__DATA LISTING__.
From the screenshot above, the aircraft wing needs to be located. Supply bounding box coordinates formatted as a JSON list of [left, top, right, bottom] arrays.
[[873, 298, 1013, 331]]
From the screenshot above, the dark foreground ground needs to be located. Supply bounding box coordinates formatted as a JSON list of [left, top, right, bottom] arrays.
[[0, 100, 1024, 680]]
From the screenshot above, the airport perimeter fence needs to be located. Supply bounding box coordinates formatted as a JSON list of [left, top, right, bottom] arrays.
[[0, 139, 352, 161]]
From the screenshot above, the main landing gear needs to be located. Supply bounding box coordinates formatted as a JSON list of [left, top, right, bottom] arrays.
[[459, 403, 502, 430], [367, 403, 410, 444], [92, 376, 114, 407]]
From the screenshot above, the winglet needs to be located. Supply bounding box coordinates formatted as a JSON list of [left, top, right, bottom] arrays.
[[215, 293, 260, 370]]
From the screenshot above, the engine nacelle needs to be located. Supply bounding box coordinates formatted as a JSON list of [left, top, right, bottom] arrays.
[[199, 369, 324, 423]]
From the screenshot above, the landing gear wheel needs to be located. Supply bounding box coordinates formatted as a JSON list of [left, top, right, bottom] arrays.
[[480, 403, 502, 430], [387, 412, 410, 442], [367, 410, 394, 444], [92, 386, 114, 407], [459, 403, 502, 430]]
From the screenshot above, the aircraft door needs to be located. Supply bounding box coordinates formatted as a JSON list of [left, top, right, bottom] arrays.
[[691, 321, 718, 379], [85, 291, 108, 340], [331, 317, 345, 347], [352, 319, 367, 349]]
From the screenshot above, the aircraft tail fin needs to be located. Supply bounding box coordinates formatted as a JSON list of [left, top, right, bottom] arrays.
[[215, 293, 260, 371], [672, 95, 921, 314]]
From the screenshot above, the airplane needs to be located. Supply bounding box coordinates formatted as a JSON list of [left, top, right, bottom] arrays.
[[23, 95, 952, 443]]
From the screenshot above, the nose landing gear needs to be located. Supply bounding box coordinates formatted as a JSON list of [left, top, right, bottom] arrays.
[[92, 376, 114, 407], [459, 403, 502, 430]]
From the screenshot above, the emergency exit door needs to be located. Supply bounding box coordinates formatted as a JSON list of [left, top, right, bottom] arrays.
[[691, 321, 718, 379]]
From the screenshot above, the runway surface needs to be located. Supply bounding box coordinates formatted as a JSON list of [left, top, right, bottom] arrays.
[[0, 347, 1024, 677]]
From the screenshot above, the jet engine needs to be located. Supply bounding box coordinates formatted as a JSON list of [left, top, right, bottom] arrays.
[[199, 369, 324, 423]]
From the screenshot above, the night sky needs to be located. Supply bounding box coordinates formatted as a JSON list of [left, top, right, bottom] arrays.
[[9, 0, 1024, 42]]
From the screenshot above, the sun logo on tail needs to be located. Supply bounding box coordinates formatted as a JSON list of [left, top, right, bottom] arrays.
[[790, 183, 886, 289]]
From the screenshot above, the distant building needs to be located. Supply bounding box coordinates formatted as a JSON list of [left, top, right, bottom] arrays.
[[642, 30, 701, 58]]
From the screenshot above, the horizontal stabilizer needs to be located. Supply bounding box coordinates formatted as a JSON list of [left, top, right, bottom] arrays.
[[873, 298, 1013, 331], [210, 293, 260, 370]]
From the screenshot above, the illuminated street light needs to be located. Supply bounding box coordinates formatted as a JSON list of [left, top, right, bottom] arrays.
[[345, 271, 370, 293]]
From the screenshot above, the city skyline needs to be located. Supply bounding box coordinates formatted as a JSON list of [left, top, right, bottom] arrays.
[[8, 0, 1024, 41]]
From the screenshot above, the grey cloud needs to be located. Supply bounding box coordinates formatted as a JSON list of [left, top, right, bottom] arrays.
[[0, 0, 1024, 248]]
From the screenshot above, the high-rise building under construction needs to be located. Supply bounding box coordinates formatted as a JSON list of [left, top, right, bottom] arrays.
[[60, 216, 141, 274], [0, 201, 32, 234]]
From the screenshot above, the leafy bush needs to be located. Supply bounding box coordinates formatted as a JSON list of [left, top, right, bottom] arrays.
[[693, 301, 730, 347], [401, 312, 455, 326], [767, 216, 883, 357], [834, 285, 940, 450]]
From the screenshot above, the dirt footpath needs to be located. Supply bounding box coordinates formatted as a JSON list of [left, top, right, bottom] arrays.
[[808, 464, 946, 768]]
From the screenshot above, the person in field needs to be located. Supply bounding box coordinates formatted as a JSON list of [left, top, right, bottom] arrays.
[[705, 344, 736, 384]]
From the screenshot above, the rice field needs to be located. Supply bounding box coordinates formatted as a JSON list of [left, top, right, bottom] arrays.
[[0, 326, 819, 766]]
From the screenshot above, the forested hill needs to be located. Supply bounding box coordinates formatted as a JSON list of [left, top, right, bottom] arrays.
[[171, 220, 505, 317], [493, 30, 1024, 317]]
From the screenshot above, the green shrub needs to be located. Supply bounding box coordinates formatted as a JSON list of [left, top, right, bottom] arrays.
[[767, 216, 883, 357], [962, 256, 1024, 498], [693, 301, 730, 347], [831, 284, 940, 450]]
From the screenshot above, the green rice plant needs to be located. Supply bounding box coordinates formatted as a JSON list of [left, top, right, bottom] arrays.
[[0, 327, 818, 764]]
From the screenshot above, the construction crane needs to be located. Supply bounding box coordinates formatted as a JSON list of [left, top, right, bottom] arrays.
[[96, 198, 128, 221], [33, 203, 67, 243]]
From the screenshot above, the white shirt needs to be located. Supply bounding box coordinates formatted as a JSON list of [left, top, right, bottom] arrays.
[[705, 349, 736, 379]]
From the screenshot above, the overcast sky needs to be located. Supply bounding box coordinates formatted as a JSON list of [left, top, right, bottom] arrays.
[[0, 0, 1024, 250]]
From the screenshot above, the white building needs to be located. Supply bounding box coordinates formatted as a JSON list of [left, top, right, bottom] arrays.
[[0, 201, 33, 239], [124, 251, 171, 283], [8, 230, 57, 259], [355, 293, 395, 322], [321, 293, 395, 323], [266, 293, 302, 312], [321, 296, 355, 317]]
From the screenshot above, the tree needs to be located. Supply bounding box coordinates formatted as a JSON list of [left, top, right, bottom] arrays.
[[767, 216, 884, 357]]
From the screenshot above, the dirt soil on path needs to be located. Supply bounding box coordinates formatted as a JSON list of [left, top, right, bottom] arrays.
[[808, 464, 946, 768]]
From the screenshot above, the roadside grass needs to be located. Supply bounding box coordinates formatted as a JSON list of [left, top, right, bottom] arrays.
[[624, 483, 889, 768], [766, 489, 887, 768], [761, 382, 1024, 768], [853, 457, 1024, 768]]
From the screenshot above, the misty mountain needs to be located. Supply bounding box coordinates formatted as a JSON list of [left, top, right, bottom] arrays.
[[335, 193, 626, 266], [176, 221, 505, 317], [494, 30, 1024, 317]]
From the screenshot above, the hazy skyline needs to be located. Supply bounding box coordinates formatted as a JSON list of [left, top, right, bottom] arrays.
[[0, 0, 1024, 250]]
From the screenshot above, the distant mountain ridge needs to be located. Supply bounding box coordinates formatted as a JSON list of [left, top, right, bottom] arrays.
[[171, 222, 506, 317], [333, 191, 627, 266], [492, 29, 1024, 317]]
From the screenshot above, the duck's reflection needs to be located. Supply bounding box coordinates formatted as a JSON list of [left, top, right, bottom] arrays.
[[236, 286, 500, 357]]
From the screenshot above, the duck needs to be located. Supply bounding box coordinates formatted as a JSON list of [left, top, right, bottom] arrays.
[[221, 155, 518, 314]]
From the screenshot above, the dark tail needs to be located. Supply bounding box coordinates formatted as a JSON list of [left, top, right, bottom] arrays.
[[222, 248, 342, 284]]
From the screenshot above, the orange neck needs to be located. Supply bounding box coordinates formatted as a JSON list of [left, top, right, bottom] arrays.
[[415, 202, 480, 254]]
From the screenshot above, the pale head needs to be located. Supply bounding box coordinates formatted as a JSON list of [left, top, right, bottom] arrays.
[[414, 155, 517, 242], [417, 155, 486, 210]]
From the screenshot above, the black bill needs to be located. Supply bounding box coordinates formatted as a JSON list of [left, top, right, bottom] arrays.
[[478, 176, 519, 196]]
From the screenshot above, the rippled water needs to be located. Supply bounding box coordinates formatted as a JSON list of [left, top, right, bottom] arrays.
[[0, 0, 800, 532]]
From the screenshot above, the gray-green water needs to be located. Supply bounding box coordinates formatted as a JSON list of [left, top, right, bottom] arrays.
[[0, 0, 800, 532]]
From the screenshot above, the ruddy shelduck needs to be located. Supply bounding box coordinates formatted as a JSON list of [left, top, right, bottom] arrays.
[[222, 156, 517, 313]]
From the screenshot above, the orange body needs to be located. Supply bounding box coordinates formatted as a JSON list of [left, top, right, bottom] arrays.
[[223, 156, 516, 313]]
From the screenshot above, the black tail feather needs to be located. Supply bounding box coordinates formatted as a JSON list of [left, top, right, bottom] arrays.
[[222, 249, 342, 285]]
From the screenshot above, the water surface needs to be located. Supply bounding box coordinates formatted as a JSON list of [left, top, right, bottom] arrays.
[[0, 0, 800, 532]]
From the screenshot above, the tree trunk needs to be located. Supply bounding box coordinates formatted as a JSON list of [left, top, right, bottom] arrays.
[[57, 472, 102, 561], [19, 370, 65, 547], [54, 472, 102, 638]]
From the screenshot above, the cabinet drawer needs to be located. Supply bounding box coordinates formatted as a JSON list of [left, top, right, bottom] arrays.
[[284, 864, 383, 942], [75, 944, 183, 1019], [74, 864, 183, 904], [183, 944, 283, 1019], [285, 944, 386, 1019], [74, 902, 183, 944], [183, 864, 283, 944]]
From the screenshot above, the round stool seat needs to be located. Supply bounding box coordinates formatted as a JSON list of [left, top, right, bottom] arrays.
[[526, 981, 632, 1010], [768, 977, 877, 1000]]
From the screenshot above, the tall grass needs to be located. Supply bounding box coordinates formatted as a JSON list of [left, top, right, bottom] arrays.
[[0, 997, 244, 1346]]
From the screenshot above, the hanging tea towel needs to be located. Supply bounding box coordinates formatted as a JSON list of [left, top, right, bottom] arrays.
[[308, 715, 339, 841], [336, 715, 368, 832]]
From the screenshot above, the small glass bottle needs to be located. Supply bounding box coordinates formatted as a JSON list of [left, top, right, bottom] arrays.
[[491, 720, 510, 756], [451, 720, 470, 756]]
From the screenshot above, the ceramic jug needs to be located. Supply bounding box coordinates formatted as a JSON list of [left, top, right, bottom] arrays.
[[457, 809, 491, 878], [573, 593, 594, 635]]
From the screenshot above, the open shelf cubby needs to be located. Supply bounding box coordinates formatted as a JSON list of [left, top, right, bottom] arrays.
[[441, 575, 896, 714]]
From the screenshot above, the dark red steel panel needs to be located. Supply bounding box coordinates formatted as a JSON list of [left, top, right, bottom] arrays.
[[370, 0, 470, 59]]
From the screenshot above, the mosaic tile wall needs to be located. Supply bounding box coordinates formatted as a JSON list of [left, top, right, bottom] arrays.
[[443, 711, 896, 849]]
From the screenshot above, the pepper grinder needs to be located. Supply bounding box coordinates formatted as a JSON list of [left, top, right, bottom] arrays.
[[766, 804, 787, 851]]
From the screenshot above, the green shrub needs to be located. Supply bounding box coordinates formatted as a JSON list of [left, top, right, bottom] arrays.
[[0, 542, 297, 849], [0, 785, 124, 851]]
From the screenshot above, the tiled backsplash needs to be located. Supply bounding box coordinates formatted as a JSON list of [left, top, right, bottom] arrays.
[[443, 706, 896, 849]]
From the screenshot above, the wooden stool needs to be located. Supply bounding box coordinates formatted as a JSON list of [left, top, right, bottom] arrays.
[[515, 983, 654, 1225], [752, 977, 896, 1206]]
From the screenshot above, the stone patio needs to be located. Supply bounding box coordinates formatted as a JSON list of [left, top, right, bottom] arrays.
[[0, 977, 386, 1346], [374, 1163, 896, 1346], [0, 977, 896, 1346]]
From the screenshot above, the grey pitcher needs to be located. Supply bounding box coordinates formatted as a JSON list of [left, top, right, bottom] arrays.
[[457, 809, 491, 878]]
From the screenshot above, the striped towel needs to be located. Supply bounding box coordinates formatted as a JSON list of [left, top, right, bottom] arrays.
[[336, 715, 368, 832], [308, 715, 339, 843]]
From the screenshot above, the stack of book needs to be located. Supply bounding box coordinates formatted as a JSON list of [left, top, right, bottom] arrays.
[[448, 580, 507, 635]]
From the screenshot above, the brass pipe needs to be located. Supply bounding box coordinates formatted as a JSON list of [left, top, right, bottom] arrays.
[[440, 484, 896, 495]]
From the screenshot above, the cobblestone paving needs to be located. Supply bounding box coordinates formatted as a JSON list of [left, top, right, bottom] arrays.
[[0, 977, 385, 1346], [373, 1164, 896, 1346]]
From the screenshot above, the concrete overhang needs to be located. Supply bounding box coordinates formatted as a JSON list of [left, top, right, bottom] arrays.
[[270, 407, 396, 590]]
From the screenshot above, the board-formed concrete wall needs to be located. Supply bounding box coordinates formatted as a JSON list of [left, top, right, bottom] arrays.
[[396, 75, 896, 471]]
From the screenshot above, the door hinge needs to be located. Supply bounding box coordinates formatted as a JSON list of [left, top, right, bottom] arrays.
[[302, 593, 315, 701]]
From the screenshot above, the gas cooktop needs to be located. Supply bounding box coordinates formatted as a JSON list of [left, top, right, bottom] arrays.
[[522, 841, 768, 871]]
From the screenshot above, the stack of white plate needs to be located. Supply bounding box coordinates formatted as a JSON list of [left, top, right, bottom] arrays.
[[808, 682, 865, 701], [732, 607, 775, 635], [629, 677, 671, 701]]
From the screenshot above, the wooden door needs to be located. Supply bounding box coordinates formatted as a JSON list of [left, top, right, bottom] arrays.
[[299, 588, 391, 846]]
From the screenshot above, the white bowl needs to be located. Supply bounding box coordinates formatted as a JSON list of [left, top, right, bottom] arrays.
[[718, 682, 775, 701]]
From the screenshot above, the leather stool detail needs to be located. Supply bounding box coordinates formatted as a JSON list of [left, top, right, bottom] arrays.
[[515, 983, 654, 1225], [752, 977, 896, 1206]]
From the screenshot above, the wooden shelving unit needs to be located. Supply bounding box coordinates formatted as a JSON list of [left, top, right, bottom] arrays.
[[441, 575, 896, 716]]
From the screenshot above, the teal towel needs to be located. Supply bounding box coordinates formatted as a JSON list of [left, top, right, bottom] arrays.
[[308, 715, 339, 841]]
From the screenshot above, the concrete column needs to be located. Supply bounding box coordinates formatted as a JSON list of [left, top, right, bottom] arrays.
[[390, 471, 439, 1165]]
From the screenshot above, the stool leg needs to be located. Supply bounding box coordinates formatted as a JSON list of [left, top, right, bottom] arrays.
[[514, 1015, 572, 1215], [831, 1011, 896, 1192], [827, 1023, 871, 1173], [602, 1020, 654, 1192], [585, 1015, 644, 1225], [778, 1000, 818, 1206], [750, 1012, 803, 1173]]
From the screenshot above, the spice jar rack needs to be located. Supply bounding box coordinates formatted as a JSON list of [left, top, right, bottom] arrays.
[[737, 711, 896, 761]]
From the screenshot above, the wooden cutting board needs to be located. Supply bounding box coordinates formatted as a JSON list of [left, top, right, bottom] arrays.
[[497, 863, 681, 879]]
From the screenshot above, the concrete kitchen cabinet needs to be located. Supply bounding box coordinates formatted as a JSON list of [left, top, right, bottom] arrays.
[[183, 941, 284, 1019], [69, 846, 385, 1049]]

__WHAT IS NEEDED__. Rewrite everything from the line containing "From the screenshot above, the illuminated" down to the line containing "[[0, 326, 819, 766]]", replacing "needs to be located" with "should be pinpointed" and changing nothing else. Give only those lines.

__SOLUTION TO THIS PROBLEM__.
From the screenshot above, the illuminated street light should be pinpointed. Supply bounding box coordinates formatted as a JSON list of [left, top, right, bottom] arrays.
[[345, 271, 370, 293]]
From the screenshot above, the city skyline should be pinpointed. Supply bounding box coordinates formatted as a JSON list of [left, top, right, bottom] arrays.
[[8, 0, 1024, 41]]
From the screenshot above, the grey cloud should be pinpointed. Supply bounding box coordinates formatted as a JSON list of [left, top, right, bottom] arrays.
[[0, 0, 1024, 248]]
From the screenshot above, the high-rise building under construction should be pinpointed. Supply bounding box coordinates formatted as a JSON list of [left, top, right, bottom] arrays.
[[60, 216, 141, 274], [0, 201, 32, 234]]
From the screenshot above, the leafy bush should be pinpointed. Supply bounding box coordinates formatted as a JSON list of [left, top, right, bottom] arrays.
[[693, 301, 730, 347], [401, 312, 455, 326], [767, 216, 883, 357], [834, 285, 940, 450]]
From the screenshot above, the dirt footpath should be pinpointed. Supply bounding box coordinates formatted as a JSON list of [left, top, right, bottom] arrays.
[[808, 464, 946, 768]]
From the screenshot above, the person in field should be pinpointed. Supply bounding box coordinates formatted as a JSON list of [left, top, right, bottom] arrays.
[[705, 344, 736, 384]]
From the screenshot above, the rice field should be pinpointed. Supply bounding box coordinates formatted as a JSON list of [left, top, right, bottom] arrays.
[[0, 326, 819, 766]]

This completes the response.